Output the records below again, precisely as they are written.

Data records ▸
__________
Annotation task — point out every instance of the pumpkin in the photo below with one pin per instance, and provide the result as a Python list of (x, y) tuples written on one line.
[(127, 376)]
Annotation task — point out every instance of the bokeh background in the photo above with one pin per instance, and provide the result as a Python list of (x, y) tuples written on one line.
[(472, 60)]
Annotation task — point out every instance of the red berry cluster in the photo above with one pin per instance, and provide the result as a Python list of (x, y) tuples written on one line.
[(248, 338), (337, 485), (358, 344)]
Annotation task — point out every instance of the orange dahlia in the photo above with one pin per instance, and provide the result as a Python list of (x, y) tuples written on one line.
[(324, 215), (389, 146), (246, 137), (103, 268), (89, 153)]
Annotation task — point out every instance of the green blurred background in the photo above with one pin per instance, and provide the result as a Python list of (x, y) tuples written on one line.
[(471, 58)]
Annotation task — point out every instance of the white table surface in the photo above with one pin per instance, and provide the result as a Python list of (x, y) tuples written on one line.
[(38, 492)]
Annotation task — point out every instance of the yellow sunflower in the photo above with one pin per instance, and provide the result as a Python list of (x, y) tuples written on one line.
__________
Exercise result ▸
Annotation task — point out every instance of the pumpkin in the photo below with one pin per instance, and provide the result as a Python list of (x, y) tuples written on one line.
[(127, 376)]
Annotation task — point out every instance of the bokeh background in the photo above with one pin per instance, and provide the result as a Python list of (x, y) tuples written on one line.
[(472, 60)]
Annotation task — point out every instance of the red berry cluster in the photo above with one pin per instance, and provide the result as a Python list of (x, y) tuples written on one line.
[(248, 338), (337, 485), (358, 344)]
Annotation task — point out every instance of the orange dahlia in the photo above with one pin per instance, and provide the result as a Python list of (x, y) tuples written on one line.
[(324, 215), (389, 146), (246, 137), (103, 268), (89, 153)]
Annotation task — point out every instance of the green blurred background in the photo above with one pin per instance, and provide the result as a Python list of (x, y) tuples written on one line.
[(471, 58)]
Annotation task — point out every instance of the white table surface in the photo above with one pin per instance, and provide the result as a Python list of (x, y) tuples written on one line.
[(38, 492)]
Annotation task — point out every instance of the yellow sunflower in the photo above with one pin per instance, and provide the result as a Python list of (x, y) tuples written on one line.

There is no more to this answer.